◆ **FRAGEN**:
a) In welchen Rollenfächern und Stückarten war Eckhof laut dem Text über Eckhof gleich groß?
b) Schreibe den Text über Eckhof im Anschluss an seinen letzten Satz weiter.

---------- SEITENTEXT ----------

Eckhof war ohne alle Ansprüche, liebevoll, gefällig, wohlthätig, voll Ordnungsliebe, voll Redlichkeit, voll ächter Humanität und Religiosität; er war es, der den Stand eines deutschen Schauspielers durch seinen makellosen Wandel, durch die hohe Gediegenheit seines Charakters auch in gesellschaftlicher Beziehung auf eine Stufe der Ehre hob, die jener früher noch nicht einnahm. Als Künstler, als Mimiker, wie als Redner hatte noch keiner so gespielt wie Eckhof; so naturtreu, so hingebend an den Dichter, so zu den Gefühlen sprechend, so erheiternd, so erschütternd; denn er war gleich groß als Tragöde wie als Komiker, im Konversationsstück wie in der Posse.

---------- DATENAUSZÜGE ----------

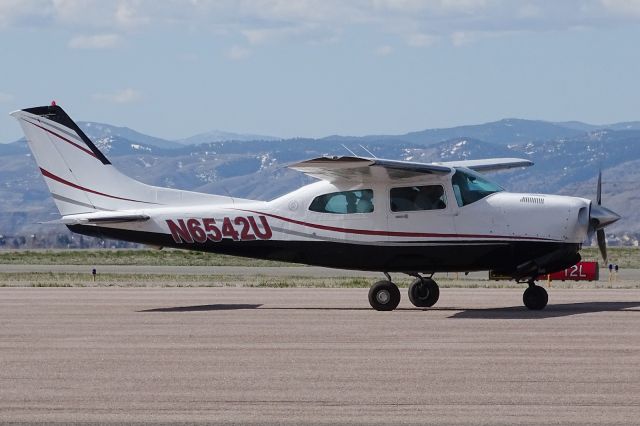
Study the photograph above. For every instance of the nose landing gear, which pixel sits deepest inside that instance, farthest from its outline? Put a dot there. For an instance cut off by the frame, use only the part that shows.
(535, 297)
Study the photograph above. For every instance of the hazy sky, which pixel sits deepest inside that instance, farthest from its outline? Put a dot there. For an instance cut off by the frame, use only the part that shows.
(319, 67)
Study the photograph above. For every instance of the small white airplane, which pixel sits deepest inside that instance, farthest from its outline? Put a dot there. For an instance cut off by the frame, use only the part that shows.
(363, 213)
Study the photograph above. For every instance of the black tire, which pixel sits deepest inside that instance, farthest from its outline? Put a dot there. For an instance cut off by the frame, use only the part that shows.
(384, 296)
(535, 298)
(424, 292)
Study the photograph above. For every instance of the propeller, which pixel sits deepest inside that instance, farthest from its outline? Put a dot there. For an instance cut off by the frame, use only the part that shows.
(599, 217)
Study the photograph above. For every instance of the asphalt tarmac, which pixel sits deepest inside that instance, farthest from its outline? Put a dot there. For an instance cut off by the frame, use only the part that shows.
(292, 356)
(273, 271)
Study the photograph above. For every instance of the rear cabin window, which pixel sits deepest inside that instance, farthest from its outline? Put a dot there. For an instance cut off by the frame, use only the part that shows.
(413, 198)
(469, 186)
(345, 202)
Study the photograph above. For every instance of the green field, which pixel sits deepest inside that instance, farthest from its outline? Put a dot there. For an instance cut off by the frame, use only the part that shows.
(128, 257)
(625, 257)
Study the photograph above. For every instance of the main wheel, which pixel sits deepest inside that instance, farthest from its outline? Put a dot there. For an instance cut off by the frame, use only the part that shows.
(535, 297)
(424, 292)
(384, 296)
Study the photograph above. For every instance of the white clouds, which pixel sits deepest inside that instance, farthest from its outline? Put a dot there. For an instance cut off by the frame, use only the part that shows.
(97, 41)
(6, 98)
(384, 50)
(421, 40)
(623, 7)
(238, 52)
(418, 23)
(124, 96)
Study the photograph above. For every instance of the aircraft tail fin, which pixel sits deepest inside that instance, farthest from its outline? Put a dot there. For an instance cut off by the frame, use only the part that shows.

----------

◆ **LÖSUNGEN**:
a) Er war gleich groß als Tragöde wie als Komiker, im Konversationsstück wie in der Posse.

b)
Es ist überall bei allen, die über Eckhof geschrieben haben, nur eine Stimme des Lobes und der unbegrenzten Anerkennung. Er war, sobald er heraustrat auf die weltbedeutenden Bretter, nicht mehr der Schauspieler Eckhof – er war ganz der Mann des Charakters, den er darstellte, er spielte diesen nicht, er lebte ihn, darin bestand vor allen seine Größe.
Eckhof war selbst Schauspieldichter und schrieb als Dramaturg über die Bühne. Seine Stücke sind verklungen, sie sind es nicht, die seinen Namen unsterblich machen, darin allein hat sein Nachfolger Iffland ihn überflügelt. Aber in Darstellungen seiner Rollen verlieh Eckhof selbst der Tirade des Dichters Reiz, und verschönte die Alltagsrede, ohne aber zu predigen und zu deklamiren, nein, auch bei ihm war Ausdruck und Gefühl alles, „Name war Schall und Rauch, umnebelnd Himmelsgluth“ – wie Goethe’s Faust bei Erwähnung des erhabensten Gedankens sagt. Von Lessing wurde Eckhof auf das freudigste anerkannt.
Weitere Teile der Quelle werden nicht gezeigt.